→ **STUDY MATERIAL**
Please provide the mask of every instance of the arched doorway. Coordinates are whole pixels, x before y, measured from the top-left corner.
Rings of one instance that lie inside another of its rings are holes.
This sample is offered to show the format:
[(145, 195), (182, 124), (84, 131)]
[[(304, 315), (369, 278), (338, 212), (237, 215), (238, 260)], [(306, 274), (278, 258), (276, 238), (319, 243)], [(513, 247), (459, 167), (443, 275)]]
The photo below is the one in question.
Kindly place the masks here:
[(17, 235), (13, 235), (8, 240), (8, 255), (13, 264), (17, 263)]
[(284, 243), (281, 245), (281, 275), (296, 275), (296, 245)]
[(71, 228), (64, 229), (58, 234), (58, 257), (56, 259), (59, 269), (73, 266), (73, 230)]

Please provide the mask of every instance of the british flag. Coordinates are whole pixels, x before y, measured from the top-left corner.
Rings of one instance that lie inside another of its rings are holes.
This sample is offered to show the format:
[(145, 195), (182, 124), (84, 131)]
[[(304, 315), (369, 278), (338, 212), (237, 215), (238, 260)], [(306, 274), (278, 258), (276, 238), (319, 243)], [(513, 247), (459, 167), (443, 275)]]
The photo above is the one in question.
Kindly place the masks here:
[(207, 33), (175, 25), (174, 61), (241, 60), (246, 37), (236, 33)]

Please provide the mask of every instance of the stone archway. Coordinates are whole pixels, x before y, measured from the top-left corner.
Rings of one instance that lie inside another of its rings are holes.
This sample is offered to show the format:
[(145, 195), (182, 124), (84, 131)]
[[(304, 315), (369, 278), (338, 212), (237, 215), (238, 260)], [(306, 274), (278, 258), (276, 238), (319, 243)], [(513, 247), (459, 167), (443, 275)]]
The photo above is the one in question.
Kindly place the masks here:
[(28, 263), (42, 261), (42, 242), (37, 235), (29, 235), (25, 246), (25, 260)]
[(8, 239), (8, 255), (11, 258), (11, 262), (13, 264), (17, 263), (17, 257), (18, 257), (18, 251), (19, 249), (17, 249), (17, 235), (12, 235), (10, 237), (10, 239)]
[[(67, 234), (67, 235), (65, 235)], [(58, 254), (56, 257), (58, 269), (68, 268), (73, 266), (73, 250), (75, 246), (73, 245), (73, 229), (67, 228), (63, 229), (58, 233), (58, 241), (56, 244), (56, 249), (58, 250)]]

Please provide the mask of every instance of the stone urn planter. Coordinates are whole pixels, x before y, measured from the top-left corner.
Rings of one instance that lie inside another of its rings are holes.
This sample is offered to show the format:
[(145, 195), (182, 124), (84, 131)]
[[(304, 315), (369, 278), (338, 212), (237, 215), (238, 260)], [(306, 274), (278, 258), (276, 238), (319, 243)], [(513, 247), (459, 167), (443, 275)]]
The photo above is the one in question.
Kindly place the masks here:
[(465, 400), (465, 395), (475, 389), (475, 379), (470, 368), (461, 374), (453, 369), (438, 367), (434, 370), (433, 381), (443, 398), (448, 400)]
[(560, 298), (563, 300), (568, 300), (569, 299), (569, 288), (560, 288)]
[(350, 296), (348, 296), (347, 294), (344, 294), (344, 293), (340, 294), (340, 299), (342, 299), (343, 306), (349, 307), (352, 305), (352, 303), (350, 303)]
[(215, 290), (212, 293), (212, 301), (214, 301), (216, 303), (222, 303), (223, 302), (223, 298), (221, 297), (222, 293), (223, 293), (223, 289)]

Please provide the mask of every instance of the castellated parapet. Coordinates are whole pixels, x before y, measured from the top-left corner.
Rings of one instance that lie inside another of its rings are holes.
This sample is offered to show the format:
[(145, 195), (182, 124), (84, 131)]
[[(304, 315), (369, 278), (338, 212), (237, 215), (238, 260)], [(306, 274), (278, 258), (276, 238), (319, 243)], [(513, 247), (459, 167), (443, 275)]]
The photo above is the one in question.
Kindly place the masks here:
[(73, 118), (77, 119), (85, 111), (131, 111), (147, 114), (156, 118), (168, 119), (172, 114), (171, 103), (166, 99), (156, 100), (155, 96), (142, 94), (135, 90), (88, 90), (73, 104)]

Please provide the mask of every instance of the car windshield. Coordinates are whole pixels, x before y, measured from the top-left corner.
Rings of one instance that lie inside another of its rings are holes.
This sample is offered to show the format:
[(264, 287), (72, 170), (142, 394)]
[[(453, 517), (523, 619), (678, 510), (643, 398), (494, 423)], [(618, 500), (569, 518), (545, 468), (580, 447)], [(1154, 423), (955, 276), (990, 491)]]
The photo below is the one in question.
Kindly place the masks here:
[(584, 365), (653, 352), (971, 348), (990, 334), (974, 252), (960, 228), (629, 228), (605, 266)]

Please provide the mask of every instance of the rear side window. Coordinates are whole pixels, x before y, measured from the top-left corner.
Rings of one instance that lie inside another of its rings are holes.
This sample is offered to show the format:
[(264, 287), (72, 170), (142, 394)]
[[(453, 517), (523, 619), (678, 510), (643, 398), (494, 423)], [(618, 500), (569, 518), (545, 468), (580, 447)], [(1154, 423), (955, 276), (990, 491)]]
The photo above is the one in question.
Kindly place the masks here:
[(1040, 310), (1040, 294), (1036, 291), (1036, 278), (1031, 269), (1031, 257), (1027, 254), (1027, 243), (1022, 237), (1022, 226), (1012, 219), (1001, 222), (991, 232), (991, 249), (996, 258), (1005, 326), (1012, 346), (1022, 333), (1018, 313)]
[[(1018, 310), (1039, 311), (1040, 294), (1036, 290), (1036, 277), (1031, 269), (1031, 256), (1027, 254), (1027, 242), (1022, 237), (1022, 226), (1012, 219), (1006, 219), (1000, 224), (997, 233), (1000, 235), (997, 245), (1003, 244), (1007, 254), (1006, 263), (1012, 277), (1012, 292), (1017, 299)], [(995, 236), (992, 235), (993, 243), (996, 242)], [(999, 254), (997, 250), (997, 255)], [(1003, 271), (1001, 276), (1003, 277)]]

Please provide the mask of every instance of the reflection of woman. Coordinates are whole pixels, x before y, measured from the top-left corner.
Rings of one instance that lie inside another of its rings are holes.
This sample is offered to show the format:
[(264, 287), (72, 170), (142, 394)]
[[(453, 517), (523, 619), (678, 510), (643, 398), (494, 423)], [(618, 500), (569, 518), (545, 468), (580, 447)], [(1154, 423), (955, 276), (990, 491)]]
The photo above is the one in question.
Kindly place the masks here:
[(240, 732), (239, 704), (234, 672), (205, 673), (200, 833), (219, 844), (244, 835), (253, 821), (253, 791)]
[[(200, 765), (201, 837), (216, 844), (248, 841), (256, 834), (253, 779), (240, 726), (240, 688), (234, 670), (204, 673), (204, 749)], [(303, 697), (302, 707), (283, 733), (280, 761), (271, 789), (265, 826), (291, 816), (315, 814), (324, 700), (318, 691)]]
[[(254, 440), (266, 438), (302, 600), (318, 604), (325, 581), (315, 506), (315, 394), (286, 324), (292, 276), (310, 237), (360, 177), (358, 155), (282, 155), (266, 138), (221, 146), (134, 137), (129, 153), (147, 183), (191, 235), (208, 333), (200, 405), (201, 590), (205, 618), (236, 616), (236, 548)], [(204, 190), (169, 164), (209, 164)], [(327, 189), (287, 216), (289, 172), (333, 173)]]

→ **PROBLEM DETAILS**
Report each line of the data that includes the string "provide".

→ **TASK RESPONSE**
Please provide the mask of every instance of the arched doorway. Coordinates are whole pixels, x before y, measured from the top-left corner.
Please provide the mask of every instance of the british flag. Coordinates are whole pixels, x before y, measured from the top-left corner.
Please provide the mask of every instance of the stone archway. Coordinates are whole pixels, x before y, measured from the top-left corner.
Please provide the mask of every instance of the stone urn planter. Coordinates are whole pixels, x before y, measured from the top-left corner.
Please provide the mask of every instance of the castellated parapet. Coordinates are whole pixels, x before y, measured from the top-left corner.
Please provide the mask of every instance of the car windshield. Coordinates are whole pixels, x before y, measured from the top-left corner.
Please provide the mask of every instance of the rear side window. Coordinates are whole pixels, x before y, measured from the top-left corner.
Please provide the mask of every instance of the reflection of woman. Coordinates are whole pixels, x before y, measured from the top-left corner.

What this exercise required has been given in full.